*** Text extract ***
Procedure and design
The same photos of the eye region of the middle-aged faces used in Experiment 1b (40 women and 40 men) with neutral and with smiling expressions, were presented in the experiment. As was the case in Experiment 1, the stimuli were divided into two sets of neutral and smiling faces, which were counterbalanced between participants (10 participants were presented with set A showing a neutral expression and with set B showing a smiling expression, 17 participants were presented with set A smiling and set B with a neutral expression). As was the case in Experiment 1b, participants were presented with one face on each trial, but now they were asked to directly evaluate the prominence of wrinkles in each photo using a Likert 1–5 scale (1-not prominent, 5-very prominent). Faces were presented in a random fashion. Each face was presented on the screen until a response was made. Participants indicated their response using a computer mouse on a 1–5 scale, which appeared below the target photo, and then pressed the "Next" option to indicate that they had completed their response after which they proceeded to the next trial.
Results and discussion
The perceived degree of wrinkling in the eye region of middle-aged female and male faces is presented in Fig. 4. As can be seen in the figure, the degree of wrinkling around the eyes was rated as larger for male faces, especially when they were smiling.
***
### Job
In the experiment description above, rewrite the paragraph beginning "The same photos of the eye region" as a short bulleted list that keeps its main facts.
*** Entries supplied ***
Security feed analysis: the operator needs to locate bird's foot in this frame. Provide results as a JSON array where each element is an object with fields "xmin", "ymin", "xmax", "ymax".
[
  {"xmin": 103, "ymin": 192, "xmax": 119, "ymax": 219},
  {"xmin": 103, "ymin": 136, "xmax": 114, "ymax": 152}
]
***
### Problem solution
- Stimuli: the photos of the eye region of middle-aged faces from Experiment 1b (40 women and 40 men), each with a neutral and a smiling expression.
- The stimuli were split into two sets, counterbalanced between participants. 10 participants saw set A neutral and set B smiling, and 17 saw set A smiling and set B neutral.
- Each trial showed one face, and participants rated how prominent the wrinkles were on a 1–5 Likert scale (1 = not prominent, 5 = very prominent).
- Faces appeared in random order and stayed on screen until a response was made.
- Participants used a computer mouse to select a rating on the scale below the photo. They then pressed "Next" to move to the following trial.